WRITTEN INSTRUCTION: Copy out the blog post below, comments included, word for word.

Friday, November 04, 2005

Pass the is Time.

In town, at lunchtime, I saw the following:

>Two smackies in Woolworths. He had no teeth and a swallow tattooed on his neck. She had no teeth, white eyeshadow and a bright pink scarf tied round her head. They were emaciated, with the requisite dead, soulless eyes. They were looking at a games console - presumably the dole pays rather well these days.

>A middle-aged woman and a twelve year-old girl chatting while walking down the centre of the pedestrian thoroughfare. The woman was wearing a black, floor-length ballgown and pink shoes, and was carrying a WH Smith carrier bag. The girl seemed unfazed by this.

>A pasty-faced, blank-eyed girl with an enormous gold clown pendant dangling round her grimy neck. Her pasty-faced child was listlessly sucking milk from a grubby bottle while viewing passers by with total apathy.

>A huffing, muttering, scowling woman in her early thirties (Garfer will doubtless be able to tell you exactly how old) weaving through Superdrug in a frenzy of futile annoyance as various old ladies, shuffling teenagers and halfwitted shop assistants conspired to block her path at every turn like a live-action, deeply infuriating game of Pacman.

Oh, hang on. That last one was me.


Blogger Who is this Dave? chimed in with...

I think you're living in the middle of a zombie movie (probably on the lines of Shaun of the Dead). Would you like to borrow my cricket bat?

Look out! They're behind you!

04 November, 2005 15:07  
Blogger Urban Chick chimed in with...

chin up

snearly christmas, innit?

04 November, 2005 16:55  
Blogger funny thing chimed in with...

RECORDS PROVIDED:
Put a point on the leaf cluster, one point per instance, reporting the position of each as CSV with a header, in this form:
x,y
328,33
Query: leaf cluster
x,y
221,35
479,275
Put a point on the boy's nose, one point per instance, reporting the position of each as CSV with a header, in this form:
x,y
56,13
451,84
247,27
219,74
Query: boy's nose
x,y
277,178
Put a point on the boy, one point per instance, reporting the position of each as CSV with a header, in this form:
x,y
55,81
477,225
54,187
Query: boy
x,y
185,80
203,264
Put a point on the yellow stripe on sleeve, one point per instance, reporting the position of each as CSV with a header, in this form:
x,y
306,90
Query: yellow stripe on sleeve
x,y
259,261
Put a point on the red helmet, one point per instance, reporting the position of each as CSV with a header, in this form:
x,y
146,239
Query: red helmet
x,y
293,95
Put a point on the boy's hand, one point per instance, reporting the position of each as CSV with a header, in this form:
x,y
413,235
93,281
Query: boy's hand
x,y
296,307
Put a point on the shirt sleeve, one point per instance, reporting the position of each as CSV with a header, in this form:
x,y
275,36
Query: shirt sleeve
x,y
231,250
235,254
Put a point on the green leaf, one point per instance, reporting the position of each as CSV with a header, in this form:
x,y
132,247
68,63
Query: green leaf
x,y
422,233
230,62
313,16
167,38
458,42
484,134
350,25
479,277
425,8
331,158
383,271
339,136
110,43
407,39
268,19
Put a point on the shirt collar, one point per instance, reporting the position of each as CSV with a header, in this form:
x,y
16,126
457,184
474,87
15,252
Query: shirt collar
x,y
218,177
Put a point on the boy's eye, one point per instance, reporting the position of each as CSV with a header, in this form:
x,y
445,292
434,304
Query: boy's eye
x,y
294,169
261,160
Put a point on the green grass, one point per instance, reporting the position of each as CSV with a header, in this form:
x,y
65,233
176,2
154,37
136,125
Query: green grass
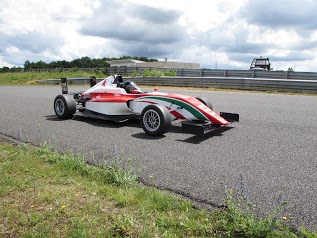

COMPLETE RESPONSE:
Friday, November 04, 2005

Pass the is Time.

In town, at lunchtime, I saw the following:

>Two smackies in Woolworths. He had no teeth and a swallow tattooed on his neck. She had no teeth, white eyeshadow and a bright pink scarf tied round her head. They were emaciated, with the requisite dead, soulless eyes. They were looking at a games console - presumably the dole pays rather well these days.

>A middle-aged woman and a twelve year-old girl chatting while walking down the centre of the pedestrian thoroughfare. The woman was wearing a black, floor-length ballgown and pink shoes, and was carrying a WH Smith carrier bag. The girl seemed unfazed by this.

>A pasty-faced, blank-eyed girl with an enormous gold clown pendant dangling round her grimy neck. Her pasty-faced child was listlessly sucking milk from a grubby bottle while viewing passers by with total apathy.

>A huffing, muttering, scowling woman in her early thirties (Garfer will doubtless be able to tell you exactly how old) weaving through Superdrug in a frenzy of futile annoyance as various old ladies, shuffling teenagers and halfwitted shop assistants conspired to block her path at every turn like a live-action, deeply infuriating game of Pacman.

Oh, hang on. That last one was me.


Blogger Who is this Dave? chimed in with...

I think you're living in the middle of a zombie movie (probably on the lines of Shaun of the Dead). Would you like to borrow my cricket bat?

Look out! They're behind you!

04 November, 2005 15:07  
Blogger Urban Chick chimed in with...

chin up

snearly christmas, innit?

04 November, 2005 16:55  
Blogger funny thing chimed in with...